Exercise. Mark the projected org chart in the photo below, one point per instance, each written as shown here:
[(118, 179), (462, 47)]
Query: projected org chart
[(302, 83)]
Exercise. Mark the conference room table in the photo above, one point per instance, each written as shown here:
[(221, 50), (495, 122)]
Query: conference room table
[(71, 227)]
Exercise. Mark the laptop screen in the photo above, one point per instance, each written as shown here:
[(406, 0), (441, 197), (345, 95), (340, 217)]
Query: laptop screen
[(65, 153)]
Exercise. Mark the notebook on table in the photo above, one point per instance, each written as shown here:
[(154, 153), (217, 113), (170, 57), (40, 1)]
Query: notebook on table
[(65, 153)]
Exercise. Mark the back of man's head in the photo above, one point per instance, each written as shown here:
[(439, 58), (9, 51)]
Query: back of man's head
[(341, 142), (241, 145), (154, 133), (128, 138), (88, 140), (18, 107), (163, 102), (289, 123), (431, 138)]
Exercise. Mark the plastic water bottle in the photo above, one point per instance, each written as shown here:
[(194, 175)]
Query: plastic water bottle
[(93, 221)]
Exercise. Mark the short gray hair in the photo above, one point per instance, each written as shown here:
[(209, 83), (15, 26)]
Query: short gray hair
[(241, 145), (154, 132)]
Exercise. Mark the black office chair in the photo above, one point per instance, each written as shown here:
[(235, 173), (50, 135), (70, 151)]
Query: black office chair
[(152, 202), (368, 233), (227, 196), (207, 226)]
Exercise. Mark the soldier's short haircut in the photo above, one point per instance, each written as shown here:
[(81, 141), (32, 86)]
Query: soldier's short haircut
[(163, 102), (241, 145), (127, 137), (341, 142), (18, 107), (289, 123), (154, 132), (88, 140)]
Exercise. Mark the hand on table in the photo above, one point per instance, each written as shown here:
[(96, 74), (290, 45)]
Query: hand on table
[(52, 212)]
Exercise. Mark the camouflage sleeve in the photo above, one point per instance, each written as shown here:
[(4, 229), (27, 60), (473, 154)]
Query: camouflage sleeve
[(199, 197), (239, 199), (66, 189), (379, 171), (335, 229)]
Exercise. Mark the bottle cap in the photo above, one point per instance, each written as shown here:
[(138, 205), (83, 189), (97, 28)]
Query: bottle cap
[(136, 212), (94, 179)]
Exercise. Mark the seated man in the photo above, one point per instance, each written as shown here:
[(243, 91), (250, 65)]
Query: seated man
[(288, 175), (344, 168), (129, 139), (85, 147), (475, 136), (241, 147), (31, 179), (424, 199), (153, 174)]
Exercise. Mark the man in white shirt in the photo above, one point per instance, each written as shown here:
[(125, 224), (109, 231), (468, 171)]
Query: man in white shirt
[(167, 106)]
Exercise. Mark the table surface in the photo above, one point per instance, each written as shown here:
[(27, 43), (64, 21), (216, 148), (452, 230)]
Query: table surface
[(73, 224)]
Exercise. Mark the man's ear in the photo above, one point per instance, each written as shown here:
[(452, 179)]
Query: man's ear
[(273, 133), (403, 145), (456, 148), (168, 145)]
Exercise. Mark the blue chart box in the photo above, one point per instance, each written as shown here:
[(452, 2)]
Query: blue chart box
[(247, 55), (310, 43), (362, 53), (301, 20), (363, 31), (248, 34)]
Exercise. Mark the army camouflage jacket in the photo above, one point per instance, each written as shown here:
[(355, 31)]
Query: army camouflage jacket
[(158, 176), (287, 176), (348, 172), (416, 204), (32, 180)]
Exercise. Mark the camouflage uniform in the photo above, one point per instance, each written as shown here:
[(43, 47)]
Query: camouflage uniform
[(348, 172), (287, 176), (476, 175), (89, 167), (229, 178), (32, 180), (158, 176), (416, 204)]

● ● ●

--- Work to be completed ---
Print every record above exactly as it appears.

--- Completed exercise ---
Exercise. Mark the projected org chart in the photo below, one point per instance, each written as shown here:
[(118, 179), (462, 47)]
Query: projected org chart
[(302, 83)]
Exercise. Mark the conference room table in the photo above, one point per instance, each written as shown here:
[(221, 50), (495, 122)]
Query: conference room table
[(71, 227)]
Exercise. Mark the laptop screen in the photo above, one point per instance, each written as shown here:
[(406, 0), (441, 197), (345, 95), (340, 217)]
Query: laptop screen
[(65, 153)]
Exercise. Mark the notebook on table in the photo above, one point per instance, each written as shown here:
[(154, 153), (217, 113), (170, 57), (40, 1)]
Query: notebook on table
[(65, 153)]
Exercise. Mark the back of man's head in the photo above, one point per instance, each written as shown here:
[(439, 58), (9, 51)]
Query: back of man's head
[(341, 142), (241, 145), (154, 133), (128, 138), (88, 140), (18, 107), (163, 102), (289, 123), (431, 138)]
Exercise. Mark the plastic water bottle in the photo above, one point per instance, each written as shown here:
[(194, 175)]
Query: plastic water bottle
[(93, 221)]
Exercise. Mark the short gray hair in the photo above, one point per instance, each written as shown here:
[(209, 83), (15, 26)]
Query: short gray hair
[(241, 145), (154, 132)]
Exercise. Mark the black office chair in the photo above, one point per instance, each written as shown here:
[(235, 173), (50, 135), (70, 151)]
Query: black office chair
[(152, 202), (368, 233), (227, 196), (207, 226)]
Exercise. Mark the soldier's short haircut in the photo above, one point per instance, each written as shown here:
[(81, 141), (32, 86)]
Query: soldier's short haircut
[(163, 102), (241, 145), (127, 137), (341, 142), (18, 107), (289, 123), (154, 132), (88, 140)]
Exercise. Mark the hand on table in the photo above, one point per instance, each written as shown here:
[(96, 74), (290, 45)]
Query: hand on table
[(52, 212)]
Exercise. Mark the camouflage sleeve in the photo above, one point per instance, each written as shown here:
[(4, 229), (27, 60), (473, 154)]
Query: camouflage sleeve
[(199, 197), (239, 199), (66, 189), (379, 171), (335, 229)]
Exercise. Mark the bottle cap in the photo above, one point per instance, each written as shown here:
[(138, 205), (83, 189), (97, 28)]
Query: bottle cap
[(136, 212), (94, 179)]
Exercise. Mark the seated man in the photo above, one point per instance, each written as shown here:
[(243, 91), (250, 65)]
Query: seated man
[(288, 175), (344, 168), (129, 139), (85, 147), (475, 136), (241, 147), (31, 179), (424, 199), (153, 174)]
Exercise. Mark the man in white shirt in the photo above, one point per instance, each written as shown here:
[(125, 224), (109, 231), (468, 171)]
Query: man in white shirt
[(167, 106)]
Exercise. Mark the table surface in the photo above, one point per instance, each written as shown here:
[(27, 43), (64, 21), (216, 148), (452, 230)]
Query: table surface
[(73, 224)]
Exercise. Mark the man's ear in the photo above, one point per instance, each written as shown here:
[(452, 179)]
Query: man's ear
[(273, 133), (403, 145), (456, 148), (168, 145)]
Exercise. Mark the blue chart box in the photo above, one point per instance, each written as shown here:
[(452, 2)]
Query: blue chart box
[(247, 55), (310, 43), (362, 53), (301, 20), (363, 31), (248, 34)]
Exercise. Mark the army camouflage jacket in the photo above, one point per instance, each written as shown here:
[(355, 31)]
Query: army camouflage jacket
[(158, 176), (287, 176), (348, 172), (416, 204), (32, 180)]
Exercise. Mark the camouflage uniform in the photo above, one point per instance, each written as shown here:
[(43, 47)]
Query: camouflage uniform
[(348, 172), (287, 176), (476, 175), (89, 167), (229, 178), (32, 180), (158, 176), (416, 204)]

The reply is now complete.